## What to produce
Reproduce word for word everything from the line containing "task: trace the outline of the green gloves" down to the line containing "[[[387,2],[1,1],[1,84],[188,110],[437,22],[436,1]]]", both lines included. Omit the pictures from your answer.

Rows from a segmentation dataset

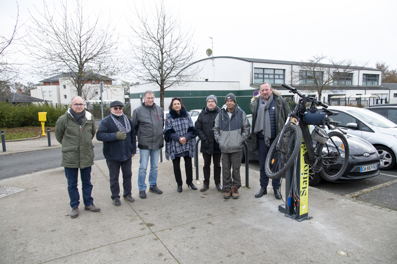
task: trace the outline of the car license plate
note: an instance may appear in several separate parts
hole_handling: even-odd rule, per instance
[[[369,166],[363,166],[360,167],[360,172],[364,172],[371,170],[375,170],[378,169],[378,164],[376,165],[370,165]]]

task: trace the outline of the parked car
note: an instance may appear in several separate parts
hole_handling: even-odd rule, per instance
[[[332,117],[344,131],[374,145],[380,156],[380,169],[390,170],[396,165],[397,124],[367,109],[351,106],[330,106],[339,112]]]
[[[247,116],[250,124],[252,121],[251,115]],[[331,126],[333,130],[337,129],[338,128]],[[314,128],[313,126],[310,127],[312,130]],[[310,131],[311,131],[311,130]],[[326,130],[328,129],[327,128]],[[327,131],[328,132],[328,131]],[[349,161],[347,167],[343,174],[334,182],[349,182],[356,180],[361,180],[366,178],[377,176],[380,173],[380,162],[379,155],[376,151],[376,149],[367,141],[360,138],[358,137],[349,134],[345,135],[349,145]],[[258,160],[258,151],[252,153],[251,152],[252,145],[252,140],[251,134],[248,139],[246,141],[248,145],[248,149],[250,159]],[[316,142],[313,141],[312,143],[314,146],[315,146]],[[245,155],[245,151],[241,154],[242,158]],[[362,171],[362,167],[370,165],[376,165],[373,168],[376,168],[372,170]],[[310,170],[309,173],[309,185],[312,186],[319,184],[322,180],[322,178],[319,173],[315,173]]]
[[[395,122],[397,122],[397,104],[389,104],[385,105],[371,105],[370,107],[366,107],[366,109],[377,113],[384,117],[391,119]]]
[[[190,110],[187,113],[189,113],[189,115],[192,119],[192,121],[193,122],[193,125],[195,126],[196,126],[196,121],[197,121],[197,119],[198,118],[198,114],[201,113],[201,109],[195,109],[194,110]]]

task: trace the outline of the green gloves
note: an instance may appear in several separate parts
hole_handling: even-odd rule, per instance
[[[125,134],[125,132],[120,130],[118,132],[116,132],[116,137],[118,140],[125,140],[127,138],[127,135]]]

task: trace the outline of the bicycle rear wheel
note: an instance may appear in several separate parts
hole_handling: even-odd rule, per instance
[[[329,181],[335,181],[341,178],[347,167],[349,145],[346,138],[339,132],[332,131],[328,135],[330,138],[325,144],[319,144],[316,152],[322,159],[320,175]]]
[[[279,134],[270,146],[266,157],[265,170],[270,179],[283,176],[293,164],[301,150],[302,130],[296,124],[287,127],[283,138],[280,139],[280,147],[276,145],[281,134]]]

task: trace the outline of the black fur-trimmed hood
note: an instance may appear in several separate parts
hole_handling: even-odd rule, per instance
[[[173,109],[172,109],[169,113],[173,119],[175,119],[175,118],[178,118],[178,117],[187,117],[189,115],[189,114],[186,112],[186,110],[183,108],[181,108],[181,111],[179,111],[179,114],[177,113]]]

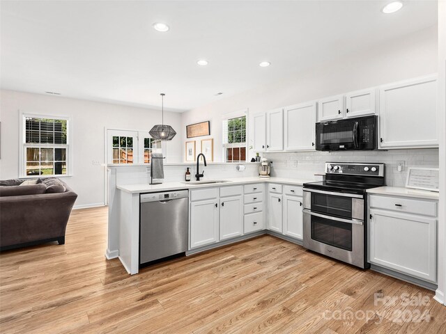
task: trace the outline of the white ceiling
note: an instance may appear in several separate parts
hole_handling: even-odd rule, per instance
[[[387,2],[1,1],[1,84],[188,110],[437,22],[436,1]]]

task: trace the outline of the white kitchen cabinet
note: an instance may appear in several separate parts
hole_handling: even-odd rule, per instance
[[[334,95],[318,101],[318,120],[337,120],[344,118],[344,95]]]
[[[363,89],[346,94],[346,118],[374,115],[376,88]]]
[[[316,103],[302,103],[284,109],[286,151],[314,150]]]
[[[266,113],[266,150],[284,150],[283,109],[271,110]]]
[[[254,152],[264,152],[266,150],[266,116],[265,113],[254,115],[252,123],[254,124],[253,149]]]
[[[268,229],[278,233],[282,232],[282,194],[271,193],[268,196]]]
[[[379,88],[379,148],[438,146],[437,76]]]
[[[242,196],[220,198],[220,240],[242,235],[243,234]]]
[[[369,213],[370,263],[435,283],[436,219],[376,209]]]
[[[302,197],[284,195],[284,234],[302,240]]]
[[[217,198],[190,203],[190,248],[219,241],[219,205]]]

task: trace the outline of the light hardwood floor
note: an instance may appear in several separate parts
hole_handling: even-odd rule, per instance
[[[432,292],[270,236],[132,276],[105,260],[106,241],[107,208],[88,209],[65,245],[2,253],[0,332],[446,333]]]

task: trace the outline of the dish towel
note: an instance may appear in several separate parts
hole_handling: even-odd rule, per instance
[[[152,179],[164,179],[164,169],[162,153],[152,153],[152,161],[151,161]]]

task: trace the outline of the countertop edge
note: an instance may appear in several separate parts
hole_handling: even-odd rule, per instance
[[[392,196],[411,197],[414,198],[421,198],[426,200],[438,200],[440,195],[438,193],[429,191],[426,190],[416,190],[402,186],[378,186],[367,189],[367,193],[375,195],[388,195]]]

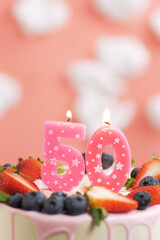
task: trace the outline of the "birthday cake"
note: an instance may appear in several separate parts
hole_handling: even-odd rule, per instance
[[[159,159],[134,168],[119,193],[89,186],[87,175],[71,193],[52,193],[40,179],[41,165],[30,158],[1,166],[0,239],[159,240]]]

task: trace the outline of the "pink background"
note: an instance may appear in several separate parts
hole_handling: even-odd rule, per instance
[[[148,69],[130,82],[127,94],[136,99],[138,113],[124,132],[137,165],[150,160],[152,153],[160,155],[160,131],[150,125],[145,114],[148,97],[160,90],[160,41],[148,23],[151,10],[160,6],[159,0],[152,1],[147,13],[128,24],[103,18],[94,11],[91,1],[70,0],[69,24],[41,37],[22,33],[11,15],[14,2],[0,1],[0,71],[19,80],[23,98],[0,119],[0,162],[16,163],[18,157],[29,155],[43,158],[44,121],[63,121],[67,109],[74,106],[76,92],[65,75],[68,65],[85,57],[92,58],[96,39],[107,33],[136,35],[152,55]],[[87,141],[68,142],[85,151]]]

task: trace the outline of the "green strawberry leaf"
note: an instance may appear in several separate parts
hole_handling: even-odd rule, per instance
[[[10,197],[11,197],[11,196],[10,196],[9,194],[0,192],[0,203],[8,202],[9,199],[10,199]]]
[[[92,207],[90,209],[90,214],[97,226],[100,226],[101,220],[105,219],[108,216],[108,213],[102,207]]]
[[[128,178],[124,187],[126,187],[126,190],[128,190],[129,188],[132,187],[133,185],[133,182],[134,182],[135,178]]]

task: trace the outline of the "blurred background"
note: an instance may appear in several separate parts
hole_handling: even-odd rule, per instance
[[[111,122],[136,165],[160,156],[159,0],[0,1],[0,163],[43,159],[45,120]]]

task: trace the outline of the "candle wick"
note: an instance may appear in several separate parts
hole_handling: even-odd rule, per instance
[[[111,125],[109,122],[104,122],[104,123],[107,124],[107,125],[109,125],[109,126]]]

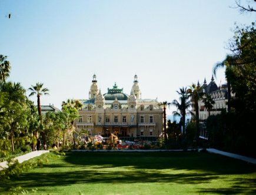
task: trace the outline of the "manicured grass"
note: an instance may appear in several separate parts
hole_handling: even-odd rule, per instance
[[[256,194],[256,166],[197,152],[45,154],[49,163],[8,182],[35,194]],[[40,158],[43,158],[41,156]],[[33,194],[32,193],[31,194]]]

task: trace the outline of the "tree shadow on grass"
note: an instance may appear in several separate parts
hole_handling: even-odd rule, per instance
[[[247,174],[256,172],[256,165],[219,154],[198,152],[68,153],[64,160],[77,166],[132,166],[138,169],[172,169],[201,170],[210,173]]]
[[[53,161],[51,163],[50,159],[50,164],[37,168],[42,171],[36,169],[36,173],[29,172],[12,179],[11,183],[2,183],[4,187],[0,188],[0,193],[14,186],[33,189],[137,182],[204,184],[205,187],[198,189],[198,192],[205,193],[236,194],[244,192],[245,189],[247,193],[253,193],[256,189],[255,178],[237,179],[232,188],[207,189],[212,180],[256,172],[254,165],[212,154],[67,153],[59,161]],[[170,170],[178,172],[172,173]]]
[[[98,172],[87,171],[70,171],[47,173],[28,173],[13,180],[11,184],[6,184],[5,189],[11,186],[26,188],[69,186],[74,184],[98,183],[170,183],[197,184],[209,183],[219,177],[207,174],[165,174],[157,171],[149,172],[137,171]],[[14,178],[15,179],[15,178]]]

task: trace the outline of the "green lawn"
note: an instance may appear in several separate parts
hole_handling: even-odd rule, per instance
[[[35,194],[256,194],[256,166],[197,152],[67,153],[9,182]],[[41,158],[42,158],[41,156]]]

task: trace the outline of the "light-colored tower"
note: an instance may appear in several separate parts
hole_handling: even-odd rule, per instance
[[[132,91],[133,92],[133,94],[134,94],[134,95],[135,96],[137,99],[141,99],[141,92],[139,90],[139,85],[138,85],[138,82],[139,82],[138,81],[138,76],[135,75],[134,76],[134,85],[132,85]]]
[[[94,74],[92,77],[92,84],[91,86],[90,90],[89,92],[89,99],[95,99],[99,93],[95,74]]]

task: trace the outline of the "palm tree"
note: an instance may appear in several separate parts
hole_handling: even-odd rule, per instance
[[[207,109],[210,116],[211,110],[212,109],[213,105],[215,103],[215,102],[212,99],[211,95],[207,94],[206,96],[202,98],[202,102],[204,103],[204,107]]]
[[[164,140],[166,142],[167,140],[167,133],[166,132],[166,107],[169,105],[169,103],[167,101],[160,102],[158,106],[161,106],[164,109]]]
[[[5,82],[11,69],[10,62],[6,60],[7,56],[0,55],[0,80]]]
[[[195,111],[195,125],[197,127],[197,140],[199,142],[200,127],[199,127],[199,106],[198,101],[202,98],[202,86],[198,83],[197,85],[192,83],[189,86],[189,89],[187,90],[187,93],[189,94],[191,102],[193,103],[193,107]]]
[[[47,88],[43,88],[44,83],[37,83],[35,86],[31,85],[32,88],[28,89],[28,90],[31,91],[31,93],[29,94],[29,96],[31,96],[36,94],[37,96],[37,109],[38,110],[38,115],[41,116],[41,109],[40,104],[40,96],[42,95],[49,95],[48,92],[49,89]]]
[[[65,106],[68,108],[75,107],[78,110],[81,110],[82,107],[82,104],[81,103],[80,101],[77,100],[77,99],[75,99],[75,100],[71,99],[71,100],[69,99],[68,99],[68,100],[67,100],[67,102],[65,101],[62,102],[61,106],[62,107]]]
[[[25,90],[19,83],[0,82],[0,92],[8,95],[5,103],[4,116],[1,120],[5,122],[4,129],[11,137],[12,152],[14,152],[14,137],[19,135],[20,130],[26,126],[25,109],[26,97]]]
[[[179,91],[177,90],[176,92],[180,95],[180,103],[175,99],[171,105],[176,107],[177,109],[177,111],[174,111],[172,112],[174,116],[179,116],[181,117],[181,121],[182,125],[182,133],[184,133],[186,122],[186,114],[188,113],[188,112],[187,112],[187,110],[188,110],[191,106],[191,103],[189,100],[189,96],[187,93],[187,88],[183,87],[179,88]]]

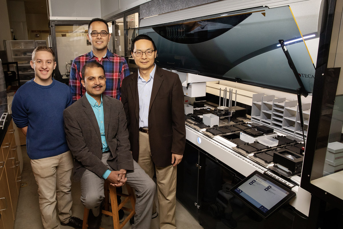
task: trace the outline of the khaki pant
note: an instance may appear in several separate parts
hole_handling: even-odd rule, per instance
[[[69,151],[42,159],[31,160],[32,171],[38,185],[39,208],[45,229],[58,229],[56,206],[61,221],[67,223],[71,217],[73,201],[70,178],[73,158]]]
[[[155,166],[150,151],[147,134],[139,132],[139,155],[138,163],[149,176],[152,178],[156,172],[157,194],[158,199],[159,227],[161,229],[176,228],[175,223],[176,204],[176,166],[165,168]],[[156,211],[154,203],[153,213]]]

## The reply
task: trace the outline of the green gloves
note: an instance may appear in several separate parts
hole_handling: even-odd rule, per instance
[[[125,134],[125,132],[120,130],[118,132],[116,132],[116,137],[118,140],[125,140],[127,138],[127,135]]]

task: trace the outline of the bicycle rear wheel
note: an instance may appear in several separate parts
hole_handling: even-odd rule, per instance
[[[329,181],[335,181],[341,178],[347,167],[349,145],[346,138],[339,132],[332,131],[328,135],[330,138],[325,144],[319,144],[316,152],[322,159],[320,175]]]
[[[279,134],[270,146],[266,157],[265,170],[270,179],[283,176],[293,164],[301,150],[302,130],[296,124],[287,127],[283,138],[280,139],[280,147],[276,145],[281,134]]]

task: trace the outline of the black fur-trimmed hood
note: an instance may appear in several separate parts
hole_handling: even-odd rule, per instance
[[[173,109],[172,109],[169,113],[173,119],[175,119],[175,118],[178,118],[178,117],[187,117],[189,115],[189,114],[186,112],[186,110],[183,108],[181,108],[181,111],[179,111],[179,114],[177,113]]]

task: trace the outline of the white ceiling
note: an instance may appear in several separate parts
hole_handling: even-odd rule, per instance
[[[387,2],[1,1],[1,84],[188,110],[437,22],[436,1]]]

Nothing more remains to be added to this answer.